Data provided Start Marker

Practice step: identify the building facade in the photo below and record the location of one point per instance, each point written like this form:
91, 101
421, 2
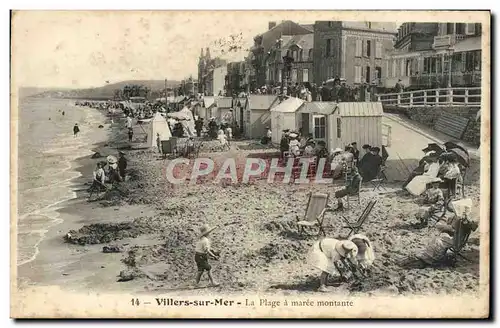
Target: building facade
453, 58
355, 51
210, 72
300, 49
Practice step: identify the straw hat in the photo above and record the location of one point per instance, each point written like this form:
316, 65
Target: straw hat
205, 230
111, 159
346, 248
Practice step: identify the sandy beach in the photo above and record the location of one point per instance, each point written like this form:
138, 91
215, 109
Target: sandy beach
155, 225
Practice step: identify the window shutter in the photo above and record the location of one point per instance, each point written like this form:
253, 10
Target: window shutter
358, 48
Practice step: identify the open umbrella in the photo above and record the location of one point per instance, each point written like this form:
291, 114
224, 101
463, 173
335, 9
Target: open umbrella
111, 159
462, 156
452, 145
433, 147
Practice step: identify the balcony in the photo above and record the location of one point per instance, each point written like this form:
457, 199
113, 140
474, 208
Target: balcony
446, 41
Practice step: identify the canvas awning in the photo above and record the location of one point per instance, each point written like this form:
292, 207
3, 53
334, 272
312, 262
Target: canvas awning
469, 44
319, 107
290, 105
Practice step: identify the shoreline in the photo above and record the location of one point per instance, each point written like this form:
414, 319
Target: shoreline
262, 251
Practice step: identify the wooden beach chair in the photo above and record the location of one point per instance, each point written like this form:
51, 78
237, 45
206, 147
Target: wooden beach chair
350, 197
317, 206
377, 183
460, 239
354, 227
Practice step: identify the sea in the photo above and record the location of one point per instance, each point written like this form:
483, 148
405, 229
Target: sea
47, 151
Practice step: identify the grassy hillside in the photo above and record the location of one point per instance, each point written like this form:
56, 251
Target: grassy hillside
105, 92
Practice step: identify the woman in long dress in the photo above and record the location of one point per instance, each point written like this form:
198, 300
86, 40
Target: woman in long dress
418, 185
324, 255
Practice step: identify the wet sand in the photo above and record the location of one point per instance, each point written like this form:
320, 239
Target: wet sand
261, 249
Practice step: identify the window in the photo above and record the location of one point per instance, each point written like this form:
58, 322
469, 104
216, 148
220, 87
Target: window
470, 29
450, 28
359, 46
378, 72
305, 75
328, 47
378, 50
460, 28
319, 126
357, 74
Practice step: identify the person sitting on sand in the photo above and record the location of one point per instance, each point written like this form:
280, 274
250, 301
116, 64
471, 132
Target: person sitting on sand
309, 149
436, 252
122, 164
325, 255
434, 198
351, 189
76, 130
99, 178
202, 251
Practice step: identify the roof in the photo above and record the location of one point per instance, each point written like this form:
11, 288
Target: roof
208, 101
179, 99
319, 107
224, 102
469, 44
360, 109
372, 26
309, 27
290, 105
261, 102
305, 41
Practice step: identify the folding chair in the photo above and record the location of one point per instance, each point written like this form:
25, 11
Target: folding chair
440, 214
317, 205
354, 227
460, 238
355, 195
377, 183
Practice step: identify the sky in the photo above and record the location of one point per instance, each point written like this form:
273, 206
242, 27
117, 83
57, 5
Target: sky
75, 49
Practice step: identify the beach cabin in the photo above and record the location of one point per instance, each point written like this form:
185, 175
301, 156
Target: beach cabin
224, 106
285, 116
343, 123
257, 115
208, 108
239, 107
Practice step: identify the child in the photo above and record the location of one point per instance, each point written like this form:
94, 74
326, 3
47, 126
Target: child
202, 250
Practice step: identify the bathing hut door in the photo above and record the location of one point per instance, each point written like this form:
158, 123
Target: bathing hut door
319, 127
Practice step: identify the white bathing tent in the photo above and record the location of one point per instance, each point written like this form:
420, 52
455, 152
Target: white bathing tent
158, 125
186, 118
284, 116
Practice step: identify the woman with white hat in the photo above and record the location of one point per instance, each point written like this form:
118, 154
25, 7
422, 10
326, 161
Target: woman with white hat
202, 251
326, 253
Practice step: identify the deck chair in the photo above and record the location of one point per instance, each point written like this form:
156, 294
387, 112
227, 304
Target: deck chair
354, 227
377, 183
349, 197
317, 206
460, 238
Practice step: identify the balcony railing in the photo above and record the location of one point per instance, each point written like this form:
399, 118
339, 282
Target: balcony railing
470, 97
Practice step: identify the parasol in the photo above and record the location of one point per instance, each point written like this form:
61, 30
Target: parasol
453, 145
462, 156
433, 147
111, 159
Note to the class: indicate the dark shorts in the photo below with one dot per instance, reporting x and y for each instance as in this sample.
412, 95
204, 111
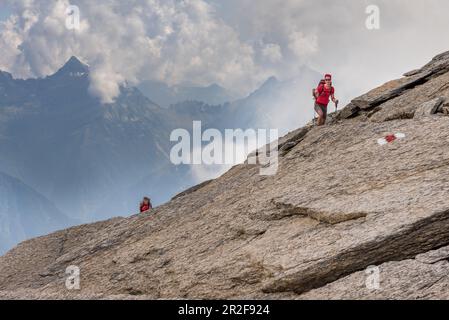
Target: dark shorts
321, 110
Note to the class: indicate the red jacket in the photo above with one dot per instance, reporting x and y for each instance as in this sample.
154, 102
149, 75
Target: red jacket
145, 207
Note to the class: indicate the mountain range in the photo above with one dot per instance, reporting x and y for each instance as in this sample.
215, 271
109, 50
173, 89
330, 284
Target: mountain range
358, 209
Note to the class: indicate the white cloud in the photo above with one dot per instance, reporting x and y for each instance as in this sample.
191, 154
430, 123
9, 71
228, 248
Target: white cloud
235, 43
169, 40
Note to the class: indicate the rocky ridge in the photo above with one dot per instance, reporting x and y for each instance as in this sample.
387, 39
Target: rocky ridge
339, 204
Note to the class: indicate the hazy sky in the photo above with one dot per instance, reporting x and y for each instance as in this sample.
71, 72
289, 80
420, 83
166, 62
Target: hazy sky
235, 43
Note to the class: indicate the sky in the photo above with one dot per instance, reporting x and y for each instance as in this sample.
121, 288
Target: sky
235, 43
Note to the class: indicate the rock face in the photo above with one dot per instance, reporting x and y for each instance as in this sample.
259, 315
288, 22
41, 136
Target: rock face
340, 203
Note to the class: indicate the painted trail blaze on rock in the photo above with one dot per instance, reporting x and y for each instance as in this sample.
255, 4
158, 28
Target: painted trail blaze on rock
390, 138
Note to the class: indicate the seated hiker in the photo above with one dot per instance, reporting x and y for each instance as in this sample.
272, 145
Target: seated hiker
145, 205
323, 93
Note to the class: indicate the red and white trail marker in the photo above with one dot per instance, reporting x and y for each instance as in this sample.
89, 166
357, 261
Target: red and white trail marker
390, 138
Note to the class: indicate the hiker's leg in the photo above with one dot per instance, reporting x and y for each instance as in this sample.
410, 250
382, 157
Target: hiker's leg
324, 116
319, 112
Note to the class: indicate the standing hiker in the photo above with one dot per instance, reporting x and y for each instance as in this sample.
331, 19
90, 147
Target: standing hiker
323, 93
145, 205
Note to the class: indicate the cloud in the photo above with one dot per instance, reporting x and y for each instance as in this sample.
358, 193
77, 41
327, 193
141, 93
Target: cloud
235, 43
168, 40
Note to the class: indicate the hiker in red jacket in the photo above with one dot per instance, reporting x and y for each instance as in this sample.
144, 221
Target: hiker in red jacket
145, 205
323, 93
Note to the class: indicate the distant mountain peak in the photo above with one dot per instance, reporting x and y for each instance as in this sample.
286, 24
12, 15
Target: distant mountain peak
74, 68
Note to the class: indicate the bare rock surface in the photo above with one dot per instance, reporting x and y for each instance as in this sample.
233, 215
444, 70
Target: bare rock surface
339, 203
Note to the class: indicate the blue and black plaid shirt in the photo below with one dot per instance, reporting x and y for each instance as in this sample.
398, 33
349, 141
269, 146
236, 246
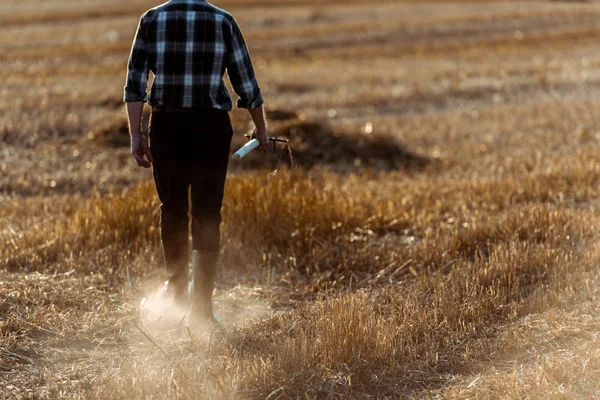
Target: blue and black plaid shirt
188, 45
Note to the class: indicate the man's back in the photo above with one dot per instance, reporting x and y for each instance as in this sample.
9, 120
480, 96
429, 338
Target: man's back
188, 45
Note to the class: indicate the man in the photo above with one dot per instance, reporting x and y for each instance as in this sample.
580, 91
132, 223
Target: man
188, 45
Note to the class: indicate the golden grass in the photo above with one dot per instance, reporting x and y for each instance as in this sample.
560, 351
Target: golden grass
451, 253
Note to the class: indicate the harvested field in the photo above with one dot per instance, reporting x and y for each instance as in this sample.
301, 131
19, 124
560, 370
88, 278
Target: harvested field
432, 233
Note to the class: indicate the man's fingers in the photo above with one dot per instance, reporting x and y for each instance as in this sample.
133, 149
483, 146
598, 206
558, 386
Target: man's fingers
149, 155
139, 159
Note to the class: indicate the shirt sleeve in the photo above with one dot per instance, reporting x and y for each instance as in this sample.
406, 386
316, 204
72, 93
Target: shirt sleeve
137, 68
241, 72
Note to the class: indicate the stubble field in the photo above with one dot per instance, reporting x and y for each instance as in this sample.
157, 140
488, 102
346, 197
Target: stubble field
435, 238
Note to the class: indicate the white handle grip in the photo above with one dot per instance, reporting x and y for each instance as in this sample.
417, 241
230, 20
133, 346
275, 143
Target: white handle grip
244, 151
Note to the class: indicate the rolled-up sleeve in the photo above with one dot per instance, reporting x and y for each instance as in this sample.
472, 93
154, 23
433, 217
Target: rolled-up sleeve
241, 72
137, 68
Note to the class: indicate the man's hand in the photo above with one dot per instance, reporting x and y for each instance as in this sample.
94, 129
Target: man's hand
262, 136
139, 149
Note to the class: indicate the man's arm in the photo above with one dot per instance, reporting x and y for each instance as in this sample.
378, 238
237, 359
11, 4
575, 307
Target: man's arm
243, 79
139, 145
135, 96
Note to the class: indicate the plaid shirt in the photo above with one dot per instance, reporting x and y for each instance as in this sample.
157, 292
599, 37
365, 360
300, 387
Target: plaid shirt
188, 45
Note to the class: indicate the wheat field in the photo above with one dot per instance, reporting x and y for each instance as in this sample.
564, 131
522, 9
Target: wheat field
431, 235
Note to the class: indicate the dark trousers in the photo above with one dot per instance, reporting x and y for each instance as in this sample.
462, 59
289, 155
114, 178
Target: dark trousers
191, 154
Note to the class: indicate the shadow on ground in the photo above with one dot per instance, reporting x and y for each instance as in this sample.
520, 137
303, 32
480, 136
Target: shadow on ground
312, 143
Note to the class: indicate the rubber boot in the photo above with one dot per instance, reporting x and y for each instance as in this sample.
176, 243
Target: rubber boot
178, 281
204, 270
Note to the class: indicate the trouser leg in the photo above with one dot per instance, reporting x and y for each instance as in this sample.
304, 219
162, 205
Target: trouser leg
207, 188
172, 184
174, 222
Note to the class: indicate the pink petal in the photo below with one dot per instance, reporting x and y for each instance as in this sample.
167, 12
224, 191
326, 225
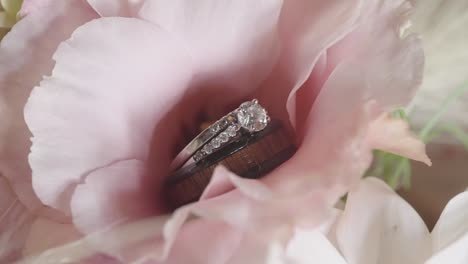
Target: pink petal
312, 246
15, 220
45, 234
25, 57
219, 242
378, 226
454, 253
394, 136
119, 8
391, 61
452, 224
372, 69
307, 29
30, 6
114, 80
233, 43
113, 195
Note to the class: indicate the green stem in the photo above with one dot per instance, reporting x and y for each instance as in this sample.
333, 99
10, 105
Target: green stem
423, 135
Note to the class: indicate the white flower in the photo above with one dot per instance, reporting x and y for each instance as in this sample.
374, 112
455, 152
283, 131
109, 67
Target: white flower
378, 226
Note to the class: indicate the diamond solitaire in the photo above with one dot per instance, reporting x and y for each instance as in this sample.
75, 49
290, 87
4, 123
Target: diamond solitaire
252, 116
249, 118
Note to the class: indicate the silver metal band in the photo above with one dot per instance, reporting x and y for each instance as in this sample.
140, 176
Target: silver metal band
249, 116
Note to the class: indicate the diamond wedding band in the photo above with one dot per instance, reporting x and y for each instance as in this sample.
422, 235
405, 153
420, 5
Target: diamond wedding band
250, 117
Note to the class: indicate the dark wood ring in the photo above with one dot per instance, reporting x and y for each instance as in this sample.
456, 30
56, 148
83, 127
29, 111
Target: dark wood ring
251, 157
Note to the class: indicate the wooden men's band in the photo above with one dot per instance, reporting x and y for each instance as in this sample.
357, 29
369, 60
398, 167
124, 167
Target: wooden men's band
251, 157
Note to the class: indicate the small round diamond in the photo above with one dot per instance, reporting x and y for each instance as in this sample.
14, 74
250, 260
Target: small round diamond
198, 156
224, 137
216, 143
252, 117
231, 131
208, 148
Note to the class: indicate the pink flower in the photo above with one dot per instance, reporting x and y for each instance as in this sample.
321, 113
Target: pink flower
106, 90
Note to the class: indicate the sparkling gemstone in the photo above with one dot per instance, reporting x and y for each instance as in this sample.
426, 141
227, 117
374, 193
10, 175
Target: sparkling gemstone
216, 142
198, 156
208, 148
224, 137
231, 131
252, 117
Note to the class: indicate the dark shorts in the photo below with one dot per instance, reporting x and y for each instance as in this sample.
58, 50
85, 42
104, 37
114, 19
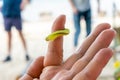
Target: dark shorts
12, 22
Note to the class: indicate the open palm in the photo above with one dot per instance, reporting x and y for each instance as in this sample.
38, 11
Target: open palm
85, 64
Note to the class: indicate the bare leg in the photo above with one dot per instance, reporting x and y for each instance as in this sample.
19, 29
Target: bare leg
9, 41
9, 36
24, 44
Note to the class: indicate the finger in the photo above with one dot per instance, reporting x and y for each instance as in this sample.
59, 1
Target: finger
35, 69
95, 66
102, 41
85, 45
55, 48
26, 77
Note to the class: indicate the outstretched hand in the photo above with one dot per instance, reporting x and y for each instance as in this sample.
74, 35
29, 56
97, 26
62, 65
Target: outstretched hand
91, 57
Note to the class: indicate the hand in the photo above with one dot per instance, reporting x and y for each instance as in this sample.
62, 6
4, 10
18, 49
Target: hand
91, 57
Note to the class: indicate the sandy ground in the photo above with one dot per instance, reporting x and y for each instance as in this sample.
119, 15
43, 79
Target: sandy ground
35, 33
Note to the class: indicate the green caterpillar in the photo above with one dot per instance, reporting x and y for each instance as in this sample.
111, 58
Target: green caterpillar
56, 34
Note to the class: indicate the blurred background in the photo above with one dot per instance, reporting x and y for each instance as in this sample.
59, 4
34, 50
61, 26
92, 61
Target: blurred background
38, 17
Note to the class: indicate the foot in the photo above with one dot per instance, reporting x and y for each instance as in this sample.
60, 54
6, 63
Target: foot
7, 59
27, 57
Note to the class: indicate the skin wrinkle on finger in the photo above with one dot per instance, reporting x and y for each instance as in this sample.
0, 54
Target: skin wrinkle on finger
81, 63
81, 51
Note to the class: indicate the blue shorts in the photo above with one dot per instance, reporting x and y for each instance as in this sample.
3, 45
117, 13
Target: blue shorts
12, 22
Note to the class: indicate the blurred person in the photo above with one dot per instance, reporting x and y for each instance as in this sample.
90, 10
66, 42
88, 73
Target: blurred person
81, 8
92, 56
11, 11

Data provided End Marker

What is required
Search term "below": count the lines of the listing in which it appears, and give the number with nothing further.

Exercise solution
5